▶ **Exercices**:
a) Selon le texte cité, dans quelle ville Rabbi Kalonymous Kalman Shapiro était-il rabbin et enseignant ?
b) Indiquez si chaque affirmation concorde avec le texte cité (oui ou non), en citant les mots qui tranchent : (i) le fils de Rabbi Shapiro s'appelait Elimélekh ; (ii) le rabbin Josh Weiner avait son téléphone le matin de la fête ; (iii) le fils de Rabbi Shapiro est mort le deuxième jour de Souccot.
c) Résumez le texte cité en deux phrases.

▶ **Texte cité**:
....

Par le rabbin Josh Weiner
Je parle aujourd’hui avec inquiétude, incapable d’ignorer les échos de ce qui s’est passé lors de cette fête l’année dernière. Ce matin-là, Moshé, puis Aline, m’ont chuchoté des informations sur un attentat en Israël, et m’ont demandé si nous devions continuer les célébrations dans la soirée. Je n’ai pas vraiment compris ce qui s’était passé (et je ne pense pas que ce soit seulement à cause du français), et j’ai dit oui bien sûr. J’ai donné la dracha la plus impertinente jamais faite, en parlant de la bonne date pour prier pour la pluie en Europe du Nord, alors qu’Israël brûlait. Je n’avais pas mon téléphone, mais ma kippa semblait avoir été ce jour-là une invitation pour les gens dans la rue à partager des nouvelles avec moi. Quelqu’un m’a dit que quarante personnes avaient été tuées, et j’ai été choquée. Quelqu’un m’a dit qu’il y avait des combats dans les rues de Sderot, et j’ai été choqué. Le soir venu, je n’avais pas la clarté, mais j’avais davantage le sentiment de la gravité de la situation. À ce moment-là, c’était le début de Simhat Torah pour nous en diaspora, et la fin de ce qui aurait dû être Simhat Torah en Israël. Nous avons fait une version sombre des célébrations de la fête, avec la Torah faisant sept fois le tour de la synagogue pendant que la communauté chantait lentement et murmurait des rumeurs.
En rentrant chez moi ce soir-là, j’ai relu la biographie de Rebbe Kalonymous Kalman Shapiro, à la recherche d’un passage dont je me souvenais à moitié. Rabbi Shapiro, connu sous le nom de «Piaseczner Rebbe » ou de Ech Kodech, le feu sacré, était rabbin et enseignant à Varsovie. Dans la biographie, j’ai lu les événements de Yom Kippour en 1939, alors que des dizaines de disciples se sont rassemblés dans la maison de leur rabbin pour s’abriter des bombardements allemands. Le lendemain matin, un missile a explosé devant la maison et le fils du rabbin, Elimélekh, a été gravement blessé. Ils ont couru dans les rues pour chercher des soins, mais les hôpitaux étaient pleins et n’avaient plus de matériel médical. Finalement, ils lui ont trouvé une place dans un hôpital de la Croix-Rouge. La famille resta à l’extérieur, attendant et priant, et le matin, alors que le rebbe était brièvement parti chercher un autre médecin pour sauver son fils, une bombe allemande tomba à l’extérieur de l’hôpital, tuant de nombreux membres de la famille. Son fils est finalement mort dans la douleur quelques jours plus tard, le deuxième jour de Souccot. Les prières de la fête ont été récitées chez le rabbin avec les mélodies traditionnelles, et lorsque le hazan s’est effondré en larmes, le rabbin l’a forcé à continuer. À la fin de Souccot – et c’était la section que je cherchais -, à la veille de Simhat Torah 1939, il était déjà trop difficile pour lui de danser avec la joie qu’il exigeait des autres. Seul un petit groupe de hassidim était présent, et la danse était courte et modérée. Un étudiant se souvient que lorsqu’ils sont partis, le Rebbe est resté devant l’Aron Hakodech dans l’obscurité, chantant lentement la chanson Eishes Hayil pendant plus d’une heure, avec des larmes qui coulaient sur ses joues.

....

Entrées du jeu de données
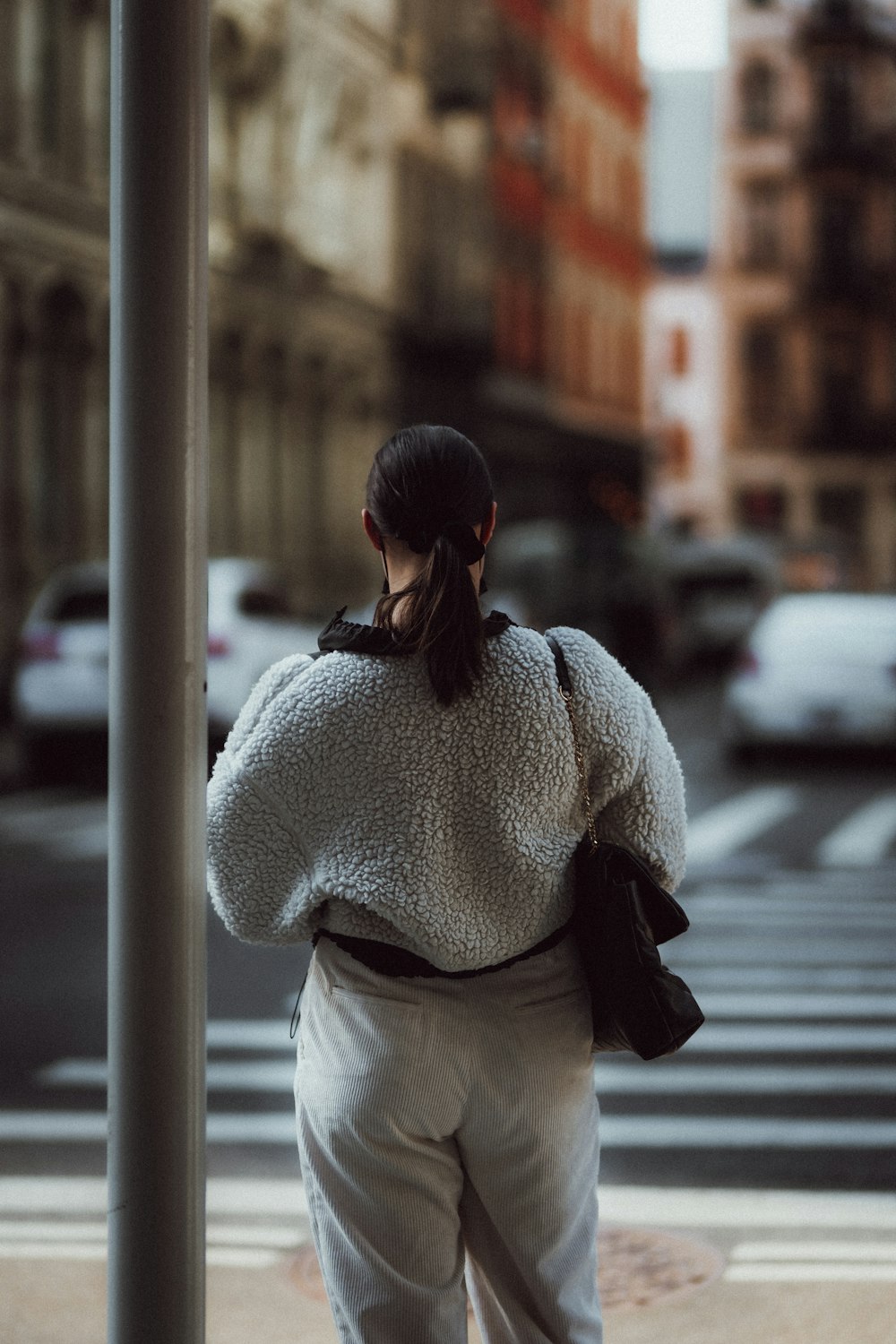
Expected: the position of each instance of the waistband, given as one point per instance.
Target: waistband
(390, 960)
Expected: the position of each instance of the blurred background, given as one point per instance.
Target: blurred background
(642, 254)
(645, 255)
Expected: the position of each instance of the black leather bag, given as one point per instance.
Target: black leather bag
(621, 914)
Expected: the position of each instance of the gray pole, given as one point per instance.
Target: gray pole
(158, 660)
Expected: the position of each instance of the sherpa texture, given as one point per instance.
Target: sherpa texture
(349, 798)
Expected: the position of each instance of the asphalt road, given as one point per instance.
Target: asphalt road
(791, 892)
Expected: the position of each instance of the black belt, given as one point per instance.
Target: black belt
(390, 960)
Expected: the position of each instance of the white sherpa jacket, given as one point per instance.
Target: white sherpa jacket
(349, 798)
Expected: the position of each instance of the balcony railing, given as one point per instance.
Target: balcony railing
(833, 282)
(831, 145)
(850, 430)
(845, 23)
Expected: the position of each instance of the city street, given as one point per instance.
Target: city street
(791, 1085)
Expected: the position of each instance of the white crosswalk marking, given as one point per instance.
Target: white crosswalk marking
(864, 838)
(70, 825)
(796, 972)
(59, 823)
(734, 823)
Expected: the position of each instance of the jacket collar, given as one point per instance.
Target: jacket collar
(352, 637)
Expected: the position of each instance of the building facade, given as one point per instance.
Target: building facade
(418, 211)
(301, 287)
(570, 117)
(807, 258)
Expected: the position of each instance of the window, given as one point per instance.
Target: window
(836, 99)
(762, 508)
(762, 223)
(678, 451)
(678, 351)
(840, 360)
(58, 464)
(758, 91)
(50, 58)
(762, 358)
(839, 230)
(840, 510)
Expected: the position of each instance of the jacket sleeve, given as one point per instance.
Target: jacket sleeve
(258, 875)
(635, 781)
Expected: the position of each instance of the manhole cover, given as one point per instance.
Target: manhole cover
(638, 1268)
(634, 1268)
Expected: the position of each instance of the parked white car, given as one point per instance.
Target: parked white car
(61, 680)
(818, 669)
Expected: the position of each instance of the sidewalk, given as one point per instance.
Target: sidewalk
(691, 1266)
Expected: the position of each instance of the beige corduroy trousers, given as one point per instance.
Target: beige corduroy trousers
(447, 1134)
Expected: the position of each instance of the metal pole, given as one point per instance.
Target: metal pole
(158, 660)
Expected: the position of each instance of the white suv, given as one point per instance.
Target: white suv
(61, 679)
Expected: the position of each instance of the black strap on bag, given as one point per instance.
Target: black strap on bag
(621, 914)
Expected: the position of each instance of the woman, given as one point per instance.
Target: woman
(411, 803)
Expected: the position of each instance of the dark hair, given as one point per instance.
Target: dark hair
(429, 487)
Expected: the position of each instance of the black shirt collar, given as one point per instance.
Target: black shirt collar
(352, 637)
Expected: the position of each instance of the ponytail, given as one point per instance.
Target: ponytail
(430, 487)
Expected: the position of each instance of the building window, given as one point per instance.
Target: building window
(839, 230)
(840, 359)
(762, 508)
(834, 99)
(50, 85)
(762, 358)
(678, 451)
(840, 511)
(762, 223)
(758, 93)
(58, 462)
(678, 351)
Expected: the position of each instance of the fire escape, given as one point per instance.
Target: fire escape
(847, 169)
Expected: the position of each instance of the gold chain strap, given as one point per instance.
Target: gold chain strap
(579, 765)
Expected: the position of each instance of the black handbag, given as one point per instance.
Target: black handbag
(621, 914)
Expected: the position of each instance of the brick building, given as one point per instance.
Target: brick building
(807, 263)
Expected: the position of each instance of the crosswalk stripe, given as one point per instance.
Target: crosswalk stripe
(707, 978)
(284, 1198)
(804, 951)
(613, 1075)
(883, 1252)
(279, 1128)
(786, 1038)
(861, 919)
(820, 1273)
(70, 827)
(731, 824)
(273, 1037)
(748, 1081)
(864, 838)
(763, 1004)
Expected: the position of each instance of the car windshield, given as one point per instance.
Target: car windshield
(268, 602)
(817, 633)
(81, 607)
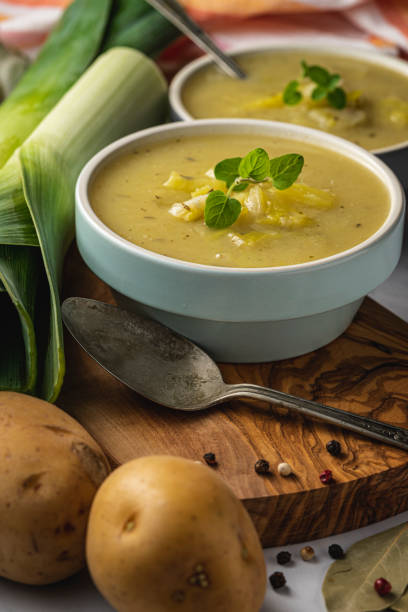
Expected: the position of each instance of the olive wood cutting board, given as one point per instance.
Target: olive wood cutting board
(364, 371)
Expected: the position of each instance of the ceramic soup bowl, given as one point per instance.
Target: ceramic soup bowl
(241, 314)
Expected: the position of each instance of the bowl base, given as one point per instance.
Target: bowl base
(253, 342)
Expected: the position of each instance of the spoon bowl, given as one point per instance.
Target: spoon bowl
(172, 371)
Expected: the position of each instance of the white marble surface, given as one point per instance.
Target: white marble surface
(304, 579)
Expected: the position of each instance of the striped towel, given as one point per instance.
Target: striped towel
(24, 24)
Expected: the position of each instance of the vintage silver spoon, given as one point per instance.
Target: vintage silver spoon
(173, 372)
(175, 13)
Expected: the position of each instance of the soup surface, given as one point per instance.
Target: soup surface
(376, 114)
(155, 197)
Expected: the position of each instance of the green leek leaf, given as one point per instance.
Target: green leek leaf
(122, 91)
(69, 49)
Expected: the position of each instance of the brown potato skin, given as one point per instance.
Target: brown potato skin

....

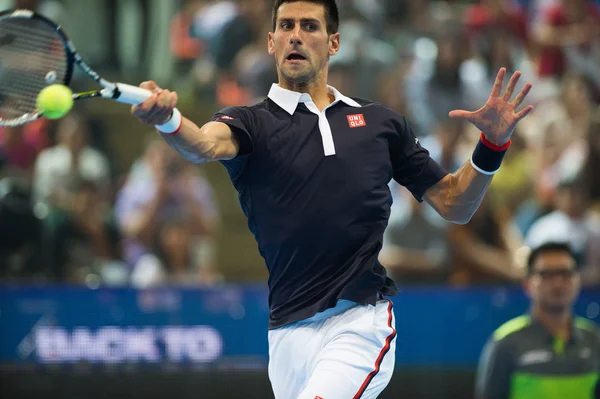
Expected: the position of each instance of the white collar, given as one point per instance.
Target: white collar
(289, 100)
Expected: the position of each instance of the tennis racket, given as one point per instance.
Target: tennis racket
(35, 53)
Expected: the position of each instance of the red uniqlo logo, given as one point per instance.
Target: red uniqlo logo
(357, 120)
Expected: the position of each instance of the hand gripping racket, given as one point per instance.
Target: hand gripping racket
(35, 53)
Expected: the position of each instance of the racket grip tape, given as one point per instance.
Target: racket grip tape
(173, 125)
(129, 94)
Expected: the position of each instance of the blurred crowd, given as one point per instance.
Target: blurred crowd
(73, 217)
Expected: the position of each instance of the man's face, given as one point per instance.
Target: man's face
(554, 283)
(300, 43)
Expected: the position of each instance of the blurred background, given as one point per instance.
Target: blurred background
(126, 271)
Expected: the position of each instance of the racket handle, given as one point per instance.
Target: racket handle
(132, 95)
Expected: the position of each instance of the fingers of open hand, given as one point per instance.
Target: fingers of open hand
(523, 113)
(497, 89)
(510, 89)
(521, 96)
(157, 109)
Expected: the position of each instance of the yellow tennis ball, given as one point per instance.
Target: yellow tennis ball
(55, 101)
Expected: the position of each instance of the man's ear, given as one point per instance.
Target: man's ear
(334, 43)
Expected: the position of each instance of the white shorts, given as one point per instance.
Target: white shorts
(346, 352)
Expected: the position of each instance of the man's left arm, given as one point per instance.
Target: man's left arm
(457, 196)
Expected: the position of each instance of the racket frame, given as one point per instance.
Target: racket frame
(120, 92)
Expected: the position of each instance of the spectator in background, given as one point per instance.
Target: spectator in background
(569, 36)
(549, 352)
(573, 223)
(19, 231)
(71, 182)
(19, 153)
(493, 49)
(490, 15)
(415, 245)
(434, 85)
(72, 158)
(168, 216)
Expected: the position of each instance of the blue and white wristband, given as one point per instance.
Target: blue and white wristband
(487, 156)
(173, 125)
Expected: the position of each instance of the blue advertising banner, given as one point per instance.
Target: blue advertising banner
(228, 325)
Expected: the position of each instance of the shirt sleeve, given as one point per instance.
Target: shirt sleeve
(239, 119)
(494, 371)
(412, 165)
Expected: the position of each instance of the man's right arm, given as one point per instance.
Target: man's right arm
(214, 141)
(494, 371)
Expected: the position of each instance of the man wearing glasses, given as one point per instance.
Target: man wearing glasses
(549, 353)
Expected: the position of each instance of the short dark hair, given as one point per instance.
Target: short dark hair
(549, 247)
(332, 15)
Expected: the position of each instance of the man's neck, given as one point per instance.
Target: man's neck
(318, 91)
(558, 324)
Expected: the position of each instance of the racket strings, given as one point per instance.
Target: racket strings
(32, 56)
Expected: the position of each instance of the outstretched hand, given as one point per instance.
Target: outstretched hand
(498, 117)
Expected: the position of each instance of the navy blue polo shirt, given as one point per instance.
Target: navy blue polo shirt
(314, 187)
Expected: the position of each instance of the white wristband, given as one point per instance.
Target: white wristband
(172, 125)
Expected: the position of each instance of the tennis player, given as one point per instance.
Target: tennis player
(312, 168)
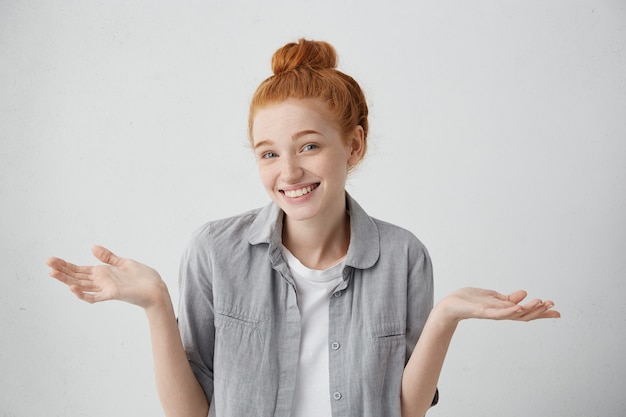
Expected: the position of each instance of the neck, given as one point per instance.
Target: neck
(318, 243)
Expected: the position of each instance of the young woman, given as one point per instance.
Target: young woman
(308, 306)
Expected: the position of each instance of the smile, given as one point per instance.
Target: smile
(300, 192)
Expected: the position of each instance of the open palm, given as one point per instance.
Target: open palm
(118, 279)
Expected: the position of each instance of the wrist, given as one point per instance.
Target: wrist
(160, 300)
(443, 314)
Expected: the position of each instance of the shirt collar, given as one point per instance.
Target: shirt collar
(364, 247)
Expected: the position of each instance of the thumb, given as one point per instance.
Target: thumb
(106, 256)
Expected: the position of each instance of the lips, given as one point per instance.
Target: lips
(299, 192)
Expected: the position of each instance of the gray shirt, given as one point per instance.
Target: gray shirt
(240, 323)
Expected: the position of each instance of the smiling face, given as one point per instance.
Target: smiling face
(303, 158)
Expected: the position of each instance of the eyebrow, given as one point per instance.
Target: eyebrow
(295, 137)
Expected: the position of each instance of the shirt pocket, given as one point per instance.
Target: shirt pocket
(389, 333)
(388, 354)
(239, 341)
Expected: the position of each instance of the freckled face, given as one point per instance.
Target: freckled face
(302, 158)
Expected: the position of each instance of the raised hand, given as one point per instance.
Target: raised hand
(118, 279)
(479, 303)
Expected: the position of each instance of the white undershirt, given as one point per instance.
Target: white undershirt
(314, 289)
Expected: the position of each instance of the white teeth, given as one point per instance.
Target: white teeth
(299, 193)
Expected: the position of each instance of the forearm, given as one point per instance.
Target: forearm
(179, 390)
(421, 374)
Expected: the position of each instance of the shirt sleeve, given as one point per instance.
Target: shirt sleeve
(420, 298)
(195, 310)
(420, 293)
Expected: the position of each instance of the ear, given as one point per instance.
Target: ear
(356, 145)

....

▶ **Corrigés**:
a) À Varsovie.

b)
(i) Oui : « le fils du rabbin, Elimélekh, a été gravement blessé ».
(ii) Non : « Je n’avais pas mon téléphone ».
(iii) Oui : « Son fils est finalement mort dans la douleur quelques jours plus tard, le deuxième jour de Souccot ».

c) Le jour de la fête, le rabbin Josh Weiner apprend peu à peu, par des fidèles et des passants, un attentat en Israël, et la communauté célèbre le soir une version sombre de Simhat Torah. De retour chez lui, il relit la biographie de Rabbi Kalonymous Kalman Shapiro, dont le fils, blessé lors des bombardements allemands de 1939, mourut pendant Souccot, et qui, à la veille de Simhat Torah, resta devant l’Aron Hakodech à chanter Eishes Hayil en pleurant.